• **THE PROBLEM**
Could you continue the stock market report below from where it stops?

• **STUDY TEXT**
* * * * * * * * *
Stocks Notch Fresh Records Amid Vaccine Enthusiasm…..
U.S. equities finished higher and at fresh record highs, boosted again by optimism on continued progress on the COVID-19 vaccine front, as well as hope of a fiscal relief package on the near horizon. However, concerns surrounding the impacts of some reinstated measures to combat the rise in virus cases kept the gains in check, as well as some mixed economic news, with another disappointing read on initial jobless claims coming up against housing construction activity data that topped forecasts and divergent regional manufacturing reports. On the equity front, Lennar Corporation posted upbeat earnings, Rite Aid rallied on its Q3 performance and outlook, and Roku announced it will carry AT&T’s HBO Max service. Global monetary policies were also in focus after yesterday’s dovish tone from the Fed, and as the Bank of England and Swiss National Bank left their stances unchanged. Treasury yields were higher amid a decline in bond prices and the U.S. dollar tumbled, while gold and crude oil prices gained ground. Europe finished mixed, while markets in Asia were mostly higher.
The Dow Jones Industrial Average rose 149 points (0.5%) to 30,303, the S&P 500 Index gained 21 points (0.6%) at 3,722, and the Nasdaq Composite advanced 107 points (0.8%) to 12,765. In heavy volume, 959 million shares were traded on the NYSE and 4.9 billion shares changed hands on the Nasdaq. WTI crude oil was $0.54 higher at $48.36 per barrel and wholesale gasoline added $0.04 to $1.39 per gallon. Elsewhere, the Bloomberg gold spot price rose $18.68 to $1,883.48 per ounce, and the Dollar Index—a comparison of the U.S. dollar to six major world currencies—fell 0.7% to 89.85.
Jobless claims continue to accelerate, housing construction activity beats forecasts…..
Weekly initial jobless claims came in at a level of 885,000 for the week ended December 12, below the Bloomberg estimate of 818,000, and compared to the prior week’s upwardly-revised 862,000 level. The four-week moving average rose by 34,250 to 812,500, while continuing claims for the week ended December 5 fell by 273,000 to 5,508,000, above estimates of 5,700,000. The four-week moving average of continuing claims dropped by 215,500 to 5,726,250.
* * * * * * * * *
• **SOURCE MATERIAL**
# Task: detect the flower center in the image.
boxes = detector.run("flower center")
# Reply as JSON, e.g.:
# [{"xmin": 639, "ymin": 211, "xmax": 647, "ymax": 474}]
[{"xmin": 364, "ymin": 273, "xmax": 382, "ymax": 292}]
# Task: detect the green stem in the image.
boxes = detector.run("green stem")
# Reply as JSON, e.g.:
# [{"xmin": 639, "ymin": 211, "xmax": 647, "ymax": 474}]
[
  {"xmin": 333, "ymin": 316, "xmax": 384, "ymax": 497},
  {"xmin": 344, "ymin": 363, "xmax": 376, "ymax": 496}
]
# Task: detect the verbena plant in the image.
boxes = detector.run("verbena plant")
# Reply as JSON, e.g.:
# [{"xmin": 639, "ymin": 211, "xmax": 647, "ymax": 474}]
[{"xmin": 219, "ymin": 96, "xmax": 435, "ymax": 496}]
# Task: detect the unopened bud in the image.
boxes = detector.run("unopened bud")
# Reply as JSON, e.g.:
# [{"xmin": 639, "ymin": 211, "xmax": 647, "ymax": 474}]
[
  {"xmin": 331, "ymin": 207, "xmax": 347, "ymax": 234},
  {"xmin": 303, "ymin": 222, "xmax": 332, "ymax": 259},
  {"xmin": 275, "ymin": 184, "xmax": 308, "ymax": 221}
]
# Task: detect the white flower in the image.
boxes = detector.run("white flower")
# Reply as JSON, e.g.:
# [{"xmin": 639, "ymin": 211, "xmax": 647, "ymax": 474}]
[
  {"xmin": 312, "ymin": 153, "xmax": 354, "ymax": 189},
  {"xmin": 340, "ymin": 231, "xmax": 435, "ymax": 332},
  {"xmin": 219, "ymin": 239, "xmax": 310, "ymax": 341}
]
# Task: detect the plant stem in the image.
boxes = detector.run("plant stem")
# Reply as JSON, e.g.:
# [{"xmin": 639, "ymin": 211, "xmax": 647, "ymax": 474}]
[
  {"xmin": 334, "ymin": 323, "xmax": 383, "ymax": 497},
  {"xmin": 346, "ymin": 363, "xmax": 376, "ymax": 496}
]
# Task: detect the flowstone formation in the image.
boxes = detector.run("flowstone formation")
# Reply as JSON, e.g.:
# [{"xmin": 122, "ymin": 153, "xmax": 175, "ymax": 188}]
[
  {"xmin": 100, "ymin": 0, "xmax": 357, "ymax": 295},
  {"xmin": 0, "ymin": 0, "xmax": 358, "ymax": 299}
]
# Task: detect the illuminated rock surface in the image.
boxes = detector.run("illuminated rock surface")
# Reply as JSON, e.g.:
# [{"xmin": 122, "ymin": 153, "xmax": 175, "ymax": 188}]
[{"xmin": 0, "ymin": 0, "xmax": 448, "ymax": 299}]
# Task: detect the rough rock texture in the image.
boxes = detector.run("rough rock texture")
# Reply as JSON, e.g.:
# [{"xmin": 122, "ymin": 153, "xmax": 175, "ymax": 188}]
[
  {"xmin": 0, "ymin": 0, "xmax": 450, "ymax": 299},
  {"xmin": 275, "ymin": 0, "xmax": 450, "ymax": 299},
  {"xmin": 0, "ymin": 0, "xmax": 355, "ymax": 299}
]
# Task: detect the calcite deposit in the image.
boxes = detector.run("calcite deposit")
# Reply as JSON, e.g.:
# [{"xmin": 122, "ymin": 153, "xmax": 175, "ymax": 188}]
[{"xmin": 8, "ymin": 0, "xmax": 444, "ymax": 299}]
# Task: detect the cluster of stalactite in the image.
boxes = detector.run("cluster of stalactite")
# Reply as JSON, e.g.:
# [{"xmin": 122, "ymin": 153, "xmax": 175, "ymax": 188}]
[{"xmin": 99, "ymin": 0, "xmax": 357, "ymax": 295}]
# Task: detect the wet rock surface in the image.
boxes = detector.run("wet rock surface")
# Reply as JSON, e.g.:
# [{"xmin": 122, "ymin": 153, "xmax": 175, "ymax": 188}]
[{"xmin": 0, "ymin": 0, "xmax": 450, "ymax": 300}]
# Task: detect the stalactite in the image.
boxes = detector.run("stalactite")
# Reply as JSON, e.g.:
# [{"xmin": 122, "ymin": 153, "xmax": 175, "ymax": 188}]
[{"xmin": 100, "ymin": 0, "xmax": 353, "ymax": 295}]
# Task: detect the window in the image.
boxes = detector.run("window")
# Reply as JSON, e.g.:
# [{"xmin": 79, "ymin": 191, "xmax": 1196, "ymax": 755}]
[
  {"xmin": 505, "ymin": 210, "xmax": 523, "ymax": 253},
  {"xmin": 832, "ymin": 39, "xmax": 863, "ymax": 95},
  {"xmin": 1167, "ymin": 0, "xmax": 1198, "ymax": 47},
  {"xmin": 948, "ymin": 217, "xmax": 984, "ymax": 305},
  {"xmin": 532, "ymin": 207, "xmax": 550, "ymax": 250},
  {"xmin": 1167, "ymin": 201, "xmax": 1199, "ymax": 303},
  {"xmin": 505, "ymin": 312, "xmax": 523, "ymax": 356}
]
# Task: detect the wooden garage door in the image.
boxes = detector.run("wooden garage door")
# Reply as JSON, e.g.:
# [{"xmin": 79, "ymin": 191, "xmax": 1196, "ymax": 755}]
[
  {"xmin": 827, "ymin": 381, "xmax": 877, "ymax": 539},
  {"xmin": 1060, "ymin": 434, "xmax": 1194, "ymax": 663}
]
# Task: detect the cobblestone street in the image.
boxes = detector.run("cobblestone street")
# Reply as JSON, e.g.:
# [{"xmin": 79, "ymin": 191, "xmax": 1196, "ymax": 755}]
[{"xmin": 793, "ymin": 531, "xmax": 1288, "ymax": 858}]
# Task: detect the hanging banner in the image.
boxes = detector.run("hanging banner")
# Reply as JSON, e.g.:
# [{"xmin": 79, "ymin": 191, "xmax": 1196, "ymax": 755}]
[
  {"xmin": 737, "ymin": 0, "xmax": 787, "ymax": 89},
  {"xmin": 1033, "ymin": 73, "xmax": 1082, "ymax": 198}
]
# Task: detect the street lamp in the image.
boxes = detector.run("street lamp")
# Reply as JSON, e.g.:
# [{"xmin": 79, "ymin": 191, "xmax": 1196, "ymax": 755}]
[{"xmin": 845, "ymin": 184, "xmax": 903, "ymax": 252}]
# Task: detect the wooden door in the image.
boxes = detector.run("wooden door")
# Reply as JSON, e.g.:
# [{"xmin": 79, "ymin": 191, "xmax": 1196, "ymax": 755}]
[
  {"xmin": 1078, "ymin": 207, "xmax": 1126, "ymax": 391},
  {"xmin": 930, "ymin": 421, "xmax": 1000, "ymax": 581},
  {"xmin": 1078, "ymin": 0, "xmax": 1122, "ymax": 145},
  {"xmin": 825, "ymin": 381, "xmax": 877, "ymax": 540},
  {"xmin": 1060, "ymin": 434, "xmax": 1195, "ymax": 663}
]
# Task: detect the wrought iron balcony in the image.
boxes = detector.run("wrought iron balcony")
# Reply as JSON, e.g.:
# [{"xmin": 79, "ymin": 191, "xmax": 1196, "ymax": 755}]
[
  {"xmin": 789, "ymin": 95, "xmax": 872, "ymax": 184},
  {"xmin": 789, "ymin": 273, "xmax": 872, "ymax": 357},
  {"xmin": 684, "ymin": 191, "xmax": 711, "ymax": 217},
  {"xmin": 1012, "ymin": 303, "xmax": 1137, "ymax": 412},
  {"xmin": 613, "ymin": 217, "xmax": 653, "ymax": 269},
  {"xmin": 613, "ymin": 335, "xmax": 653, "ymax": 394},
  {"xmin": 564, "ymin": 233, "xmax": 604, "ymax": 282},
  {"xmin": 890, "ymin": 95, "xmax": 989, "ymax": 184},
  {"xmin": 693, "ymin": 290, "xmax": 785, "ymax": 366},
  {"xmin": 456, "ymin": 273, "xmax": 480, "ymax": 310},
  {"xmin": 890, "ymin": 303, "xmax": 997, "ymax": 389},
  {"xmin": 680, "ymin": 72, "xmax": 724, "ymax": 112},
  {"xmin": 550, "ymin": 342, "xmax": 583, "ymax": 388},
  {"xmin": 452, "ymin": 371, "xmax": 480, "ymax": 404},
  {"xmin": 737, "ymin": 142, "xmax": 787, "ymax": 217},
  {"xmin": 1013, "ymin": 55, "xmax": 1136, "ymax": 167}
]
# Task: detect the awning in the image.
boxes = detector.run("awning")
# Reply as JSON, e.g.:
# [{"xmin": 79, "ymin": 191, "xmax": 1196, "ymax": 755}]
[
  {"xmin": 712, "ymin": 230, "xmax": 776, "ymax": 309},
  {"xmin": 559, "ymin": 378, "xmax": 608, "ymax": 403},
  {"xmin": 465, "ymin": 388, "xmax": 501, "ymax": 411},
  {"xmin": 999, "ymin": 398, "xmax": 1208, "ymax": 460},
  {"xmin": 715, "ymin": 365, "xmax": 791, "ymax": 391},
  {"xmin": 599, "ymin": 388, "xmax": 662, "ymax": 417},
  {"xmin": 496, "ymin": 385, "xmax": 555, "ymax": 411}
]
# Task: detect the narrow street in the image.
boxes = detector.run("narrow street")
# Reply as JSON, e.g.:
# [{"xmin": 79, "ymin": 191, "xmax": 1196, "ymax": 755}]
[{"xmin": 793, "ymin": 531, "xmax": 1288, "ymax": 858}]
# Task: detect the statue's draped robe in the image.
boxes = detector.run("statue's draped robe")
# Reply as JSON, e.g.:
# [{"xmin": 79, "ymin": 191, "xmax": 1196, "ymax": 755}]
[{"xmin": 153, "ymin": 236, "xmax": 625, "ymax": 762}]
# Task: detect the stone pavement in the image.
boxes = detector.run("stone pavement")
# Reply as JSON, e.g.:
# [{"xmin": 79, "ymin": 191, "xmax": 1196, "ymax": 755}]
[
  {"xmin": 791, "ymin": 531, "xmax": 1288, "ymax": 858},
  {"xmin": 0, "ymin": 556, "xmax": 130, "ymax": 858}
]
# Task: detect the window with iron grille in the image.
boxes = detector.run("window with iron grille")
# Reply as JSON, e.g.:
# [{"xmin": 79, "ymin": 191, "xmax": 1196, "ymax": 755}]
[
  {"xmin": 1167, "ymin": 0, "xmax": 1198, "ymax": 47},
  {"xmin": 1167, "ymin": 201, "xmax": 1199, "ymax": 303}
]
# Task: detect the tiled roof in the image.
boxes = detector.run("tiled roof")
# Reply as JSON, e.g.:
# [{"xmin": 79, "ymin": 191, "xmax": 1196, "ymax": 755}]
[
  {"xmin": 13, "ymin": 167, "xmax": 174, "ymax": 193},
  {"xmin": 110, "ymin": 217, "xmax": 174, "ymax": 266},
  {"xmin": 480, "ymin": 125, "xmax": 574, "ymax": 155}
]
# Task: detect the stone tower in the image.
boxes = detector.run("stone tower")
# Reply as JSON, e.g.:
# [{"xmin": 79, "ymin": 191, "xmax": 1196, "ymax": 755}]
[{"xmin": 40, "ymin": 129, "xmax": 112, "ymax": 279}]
* * * * * * * * *
• **RESPONSE TO THE TASK**
Housing starts for November rose 1.2% month-over-month (m/m) to an annual pace of 1,547,000 units, above forecasts of 1,535,000 units, and compared to October’s downwardly-revised pace of 1,528,000 units. Also, building permits, one of the leading indicators tracked by the Conference Board as it is a gauge of future construction, rose 6.2% m/m at an annual rate of 1,639,000, north of expectations of 1,560,000 units, and compared to the downwardly-revised 1,544,000 unit pace. The rise in starts came amid increases in both single-unit and multi-unit structures, while the jump in permits was fueled by gains for multi-unit structures. Both single-unit and multi-unit starts and permit activity were higher versus the prior year.
The Philly Fed Manufacturing Index fell more than expected but remained in expansion territory (a reading above zero) for December, dropping to 11.1 versus estimates of a decline to 20.0 from November’s 26.3 level. Growth in new orders, shipments and employment all decelerated.
The December Kansas City Fed Manufacturing Activity Index unexpectedly moved further into a level depicting expansion (a reading above zero). The index rose to 14 from November’s 11 reading, and compared to forecasts calling for a decrease to 9.
Treasuries were lower, as the yields on the 2-year and 10-year notes, along with the 30-year bond, ticked 1 basis point (bp) higher to 0.12%, 0.93% and 1.68%, respectively.